Sons of the Sword not only protests the horrors of war; it also conveys an almost mystic sense of «English» values. When Napoleon makes «infamous advances», Angela Dillon prefers death to dishonor (p. 43). The reaction of the «ungentlemanly» Napoleon is excessive: «his countenance swollen and convulsed, his eyes bloodshot and foam upon his lips» (p. 45). Angela Dillon, with «the stubborn pride of the Briton» (p. 156), will not lie to save her life. The deeply religious British general Sir John Mo ore has «a face full of calm intelligence, of inalterable benevolence... a magnetic quality» (pp. 209-210). Angela Dillon respects, but cannot accept for herself, the values of the Catholic Church. In the final scene of the novel, Angela’s brother (who was serving with the guerrilleros) arrives to meet his sister: «It was home, it was England he beheld there» (p. 393).

A later novel by Margaret Woods, The Spanish Lady (London, Jonathan Cape, 1927), is little more than a trivial tale of intrigue. The Duke of Wellington, in Cádiz during the Cortes of 1812, narrowly escapes assassination at the hands of the corrupt aristocratic family of his proud Spanish mistress. Historical details are few and are mainly limited to brief character sketches of British generals.

> **Exercise set**:
[a] List every page citation given in parentheses in the passage on Sons of the Sword and The Spanish Lady.
[b] Carry the passage on Sons of the Sword and The Spanish Lady forward from its final sentence.

> **The data**:
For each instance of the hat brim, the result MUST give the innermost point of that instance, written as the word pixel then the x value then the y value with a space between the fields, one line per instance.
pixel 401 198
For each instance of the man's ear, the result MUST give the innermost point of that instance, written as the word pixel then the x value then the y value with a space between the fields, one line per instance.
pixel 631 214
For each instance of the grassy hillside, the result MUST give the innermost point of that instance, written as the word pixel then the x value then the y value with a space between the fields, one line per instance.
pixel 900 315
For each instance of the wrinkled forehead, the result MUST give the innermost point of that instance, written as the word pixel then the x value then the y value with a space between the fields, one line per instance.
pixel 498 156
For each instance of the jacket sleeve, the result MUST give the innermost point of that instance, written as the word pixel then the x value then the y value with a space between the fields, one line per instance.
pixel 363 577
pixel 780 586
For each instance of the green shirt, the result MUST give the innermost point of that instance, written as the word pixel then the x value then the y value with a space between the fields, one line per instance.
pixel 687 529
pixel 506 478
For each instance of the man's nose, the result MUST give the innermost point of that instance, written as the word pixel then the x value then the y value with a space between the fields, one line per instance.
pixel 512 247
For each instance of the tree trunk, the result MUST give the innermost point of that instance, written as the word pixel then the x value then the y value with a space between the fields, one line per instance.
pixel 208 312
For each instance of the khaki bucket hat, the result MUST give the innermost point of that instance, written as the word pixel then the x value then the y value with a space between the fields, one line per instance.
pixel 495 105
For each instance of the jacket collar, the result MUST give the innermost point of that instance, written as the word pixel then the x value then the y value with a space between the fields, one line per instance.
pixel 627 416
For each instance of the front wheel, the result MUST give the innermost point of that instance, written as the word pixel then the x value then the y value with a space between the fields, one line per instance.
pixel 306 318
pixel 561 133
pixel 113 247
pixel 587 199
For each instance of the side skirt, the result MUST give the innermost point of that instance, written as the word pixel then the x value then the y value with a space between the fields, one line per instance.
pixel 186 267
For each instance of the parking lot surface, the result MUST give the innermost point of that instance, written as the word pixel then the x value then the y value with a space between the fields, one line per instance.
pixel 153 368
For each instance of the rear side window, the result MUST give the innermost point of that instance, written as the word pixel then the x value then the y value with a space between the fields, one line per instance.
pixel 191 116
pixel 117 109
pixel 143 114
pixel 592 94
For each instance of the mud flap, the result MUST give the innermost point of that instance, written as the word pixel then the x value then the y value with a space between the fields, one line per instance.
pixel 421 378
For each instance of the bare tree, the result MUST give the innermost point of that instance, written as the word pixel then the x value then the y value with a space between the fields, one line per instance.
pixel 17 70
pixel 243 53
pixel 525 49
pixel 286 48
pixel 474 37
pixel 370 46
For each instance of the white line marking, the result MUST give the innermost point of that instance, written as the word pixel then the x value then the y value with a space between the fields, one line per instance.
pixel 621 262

> **Results by task**:
[a] p. 43, p. 45, p. 156, pp. 209-210, p. 393

[b]
Our last novelist is C.S. Forester (1899-1966), who in 1933 published two novels of the Peninsular War: Death to the French (also published in the United States under the title Rifleman Dodd) and The Gun. In the first novel, Forester follows the adventures of a rifleman who, isolated from his regiment, joins the Portuguese guerrilleros in actions against the French troops halted by the Lines of Torres Vedras. Forester portrays the enormous sufferings of   —64→   French soldiers and Portuguese peasants and the atrocities committed by both sides. Forester, who always carefully researched the background to his historical novels, offers numerous details of uniforms, arms, and even diet. As in the Hornblower series, Death to the French has the ring of historical truth.

In The Gun Forester relates the finding of an 18 -pound gun and its use by Spanish peasants in their struggle against the French. The novel convincingly evokes the ill- disciplined guerrilleros, with their rivalries, their cruelty, and their skill at irregular warfare. Their ruthlessness is exemplified in the final episode when a Franciscan priest, proclaiming that it is God’s will that the French be killed, poisons the bread of a besieged garrison.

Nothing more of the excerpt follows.